● **Selected passage**:
- - -

Xtras Cafe impresses with design, patio
Carytown’s newest restaurant opened quietly last week, but the space speaks for itself. Xtras Cafe is visually stunning. It is sharp without being cold, polished but not pretentious.
Carytown’s newest restaurant opened quietly last week, but the space speaks for itself. Xtras Cafe is visually stunning. It is sharp without being cold, polished but not pretentious. The turquoise grabs you first, with complements of lime green and pale yellow thrown in. The color combo could sound garish, but it all works beautifully. Art deco is a clear influence here, and the zigzag black and white floor draws your eye in and back to the long curved bar, which seats 18. Owner Xtra Moore was inspired in the design by a portrait of a woman done by artist Michael Sprouse.
Sprouse’s painting was hanging at Chasen Galleries up the street. She and her father had both admired it independently from afar. Moore thinks the piece represents the idea of the classic Hollywood woman, “who’s beautiful and proud of it. Elegant. Classy,” she says.
“I wanted to provide a space for women. A women-friendly hangout spot with amazing, healthy food that’s delicious, [that] you don’t have to feel guilty about.”
Moore hired the same designers who did DeLux, but Xtras doesn’t feel like a copy. At the entrance, a huge vertical print of a piece by Polish art deco painter, Tamara de Lempicka, announces the design. Moore is in talks with Main Art to display local artwork and possibly begin to host art showings.
And yes, Xtra is her real name. Turns out, she was an unexpected baby, and her parents were looking at movie credits for name ideas. Her mom was reading actors aloud and accidentally read “extras,” and the name stuck. Her father owns the building, her mother runs Bangles and Beads downstairs, and she’s been doing her parents’ accounting for years. Two years ago, when the family renovated the bead shop, they decided to add the second floor and turn it into a restaurant space. “A lot of people looked at us like we were crazy,” she confessed.

- - -

● **Entries shown**:
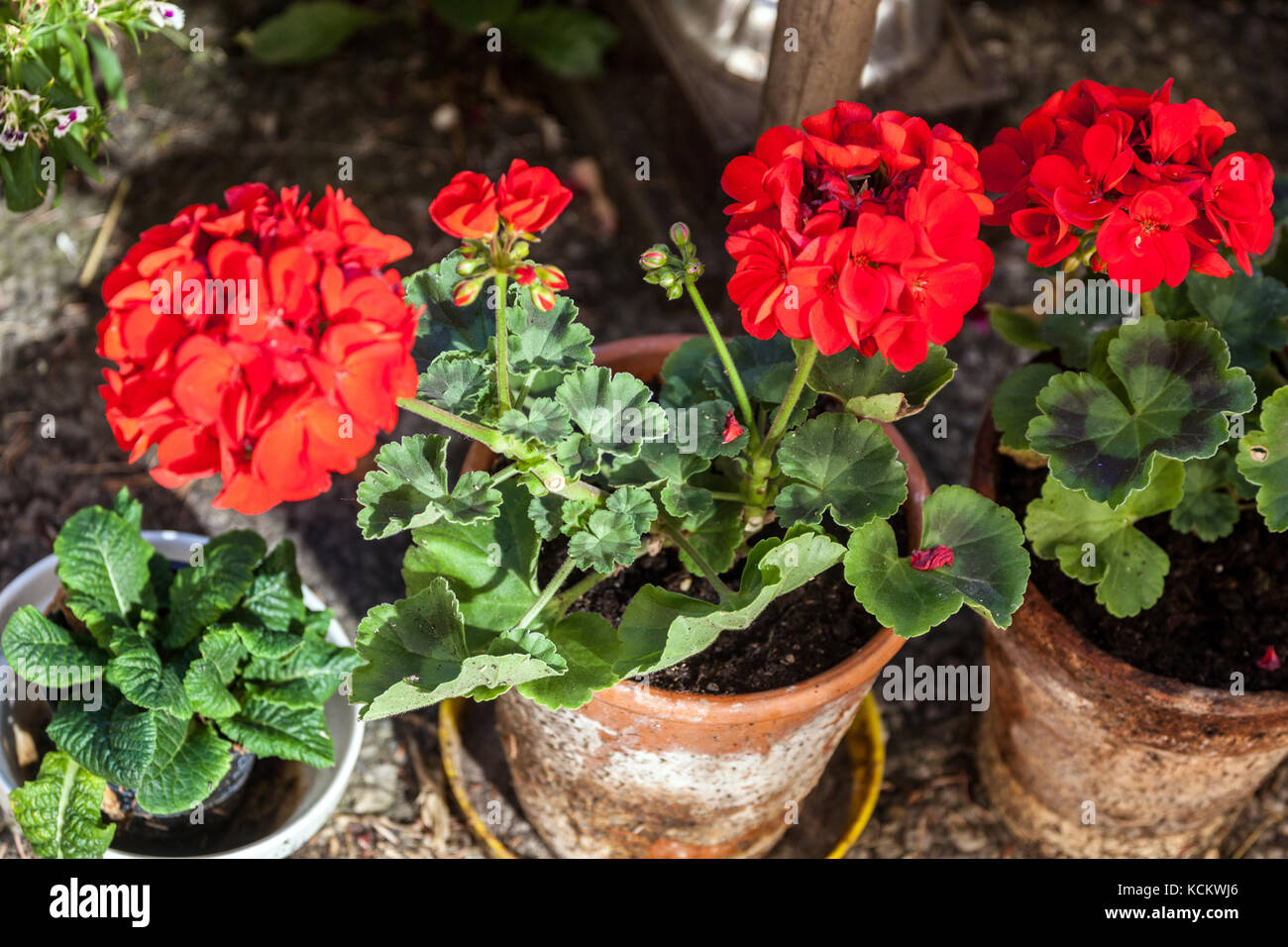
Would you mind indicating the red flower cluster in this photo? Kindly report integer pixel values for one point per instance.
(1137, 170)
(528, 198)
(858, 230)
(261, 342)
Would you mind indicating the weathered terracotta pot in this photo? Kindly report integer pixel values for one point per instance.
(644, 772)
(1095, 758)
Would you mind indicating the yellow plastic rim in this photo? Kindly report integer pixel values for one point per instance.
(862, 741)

- - -

● **Tasks to complete**:
1. Output every one of the rows that come after the cafe review line for line, leaving out the picture.
2. Go on with the review of Xtras Cafe, starting after its last sentence.
The cafe review and the rows have nothing to do with each other.

● **Answers to the tasks**:
1.
Would you mind indicating the red flower cluster in this photo? Kindly report integer pixel values for one point per instance.
(1137, 170)
(528, 198)
(858, 230)
(261, 342)
Would you mind indicating the weathered terracotta pot in this photo? Kindly report integer pixel values for one point per instance.
(644, 772)
(1095, 758)
Would you mind indicating the yellow plastic rim in this photo? Kindly report integer pixel values for one point per instance.
(862, 741)

2.
Moore is young, but with ten years in the industry and an economics degree from the University of Virginia, she seems well-positioned. Serious and soft-spoken, she discusses her place with ease.
It’s a large restaurant, with nearly 50 seats inside. The wall opposite the bar is banquette seating, but the prime real estate is the semi-circle shaped, covered patio overlooking Cary Street. She wants to offer great portions for the price. “Everything we can make in house, we do it. I love a wet sandwich, too,” she offers. Chef Chris Aheart hails from Corner Café, where he used to work with Moore. “We’re both in this business to take care of people,” she insists.
Moore, who claims never to have been a foodie, reiterates, “So many places get caught up in the product and the food, they forget about the people.”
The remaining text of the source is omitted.